[Task description] Two lines below mark the span: the one containing "Given the above screenshot, where exactly is the white" and the one containing "Given the above screenshot, where exactly is the red". Set down both, plus every line between, exactly as they stand, and nothing else.

[Dataset]
☆ ☆ ☆ ☆ ☆

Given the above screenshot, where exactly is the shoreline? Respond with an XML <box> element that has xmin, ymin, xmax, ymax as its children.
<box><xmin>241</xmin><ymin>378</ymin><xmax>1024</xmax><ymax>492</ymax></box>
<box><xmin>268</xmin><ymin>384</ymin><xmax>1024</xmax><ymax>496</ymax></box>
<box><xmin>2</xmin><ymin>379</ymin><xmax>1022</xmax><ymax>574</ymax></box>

☆ ☆ ☆ ☆ ☆

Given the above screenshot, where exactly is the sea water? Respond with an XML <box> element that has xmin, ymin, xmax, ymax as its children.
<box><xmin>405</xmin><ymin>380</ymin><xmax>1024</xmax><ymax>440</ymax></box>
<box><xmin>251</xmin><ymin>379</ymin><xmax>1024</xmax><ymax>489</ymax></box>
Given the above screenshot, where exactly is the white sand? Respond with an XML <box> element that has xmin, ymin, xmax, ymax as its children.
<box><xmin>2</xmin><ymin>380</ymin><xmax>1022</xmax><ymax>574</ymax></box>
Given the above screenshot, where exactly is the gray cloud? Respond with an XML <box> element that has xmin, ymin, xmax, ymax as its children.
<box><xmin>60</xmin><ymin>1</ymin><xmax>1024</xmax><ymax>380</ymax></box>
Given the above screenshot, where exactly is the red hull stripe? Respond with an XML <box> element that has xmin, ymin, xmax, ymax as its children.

☆ ☆ ☆ ☆ ☆

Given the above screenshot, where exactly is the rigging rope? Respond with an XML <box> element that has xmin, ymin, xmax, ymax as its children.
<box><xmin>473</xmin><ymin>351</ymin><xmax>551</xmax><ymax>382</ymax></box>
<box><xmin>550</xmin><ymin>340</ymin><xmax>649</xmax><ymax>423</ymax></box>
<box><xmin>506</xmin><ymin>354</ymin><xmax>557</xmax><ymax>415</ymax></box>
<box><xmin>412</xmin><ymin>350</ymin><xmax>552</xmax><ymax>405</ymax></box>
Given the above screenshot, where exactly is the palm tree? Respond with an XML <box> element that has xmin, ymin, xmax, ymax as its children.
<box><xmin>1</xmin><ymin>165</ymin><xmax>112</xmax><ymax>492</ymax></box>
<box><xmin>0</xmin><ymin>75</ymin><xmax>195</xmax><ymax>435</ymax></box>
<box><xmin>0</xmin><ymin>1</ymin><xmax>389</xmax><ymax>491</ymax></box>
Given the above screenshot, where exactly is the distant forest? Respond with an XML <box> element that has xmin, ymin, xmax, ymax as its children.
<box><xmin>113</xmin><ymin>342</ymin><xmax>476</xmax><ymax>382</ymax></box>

☆ ☆ ☆ ☆ ☆

[Task output]
Given the above screenshot, where exactly is the white sand? Respond with an XML <box> element that has xmin, ymin, xmax, ymax as its children.
<box><xmin>2</xmin><ymin>380</ymin><xmax>1022</xmax><ymax>574</ymax></box>
Given the above screenshot, where exactly is the gray cloud? Respond with an XML <box> element that has xmin, ymin, xmax, ymax as its children.
<box><xmin>60</xmin><ymin>1</ymin><xmax>1024</xmax><ymax>380</ymax></box>
Given the above screenshot, where exactly is the red hull stripe? Respond with an XML <box> element that has xmin, ymin, xmax, ymax as its children.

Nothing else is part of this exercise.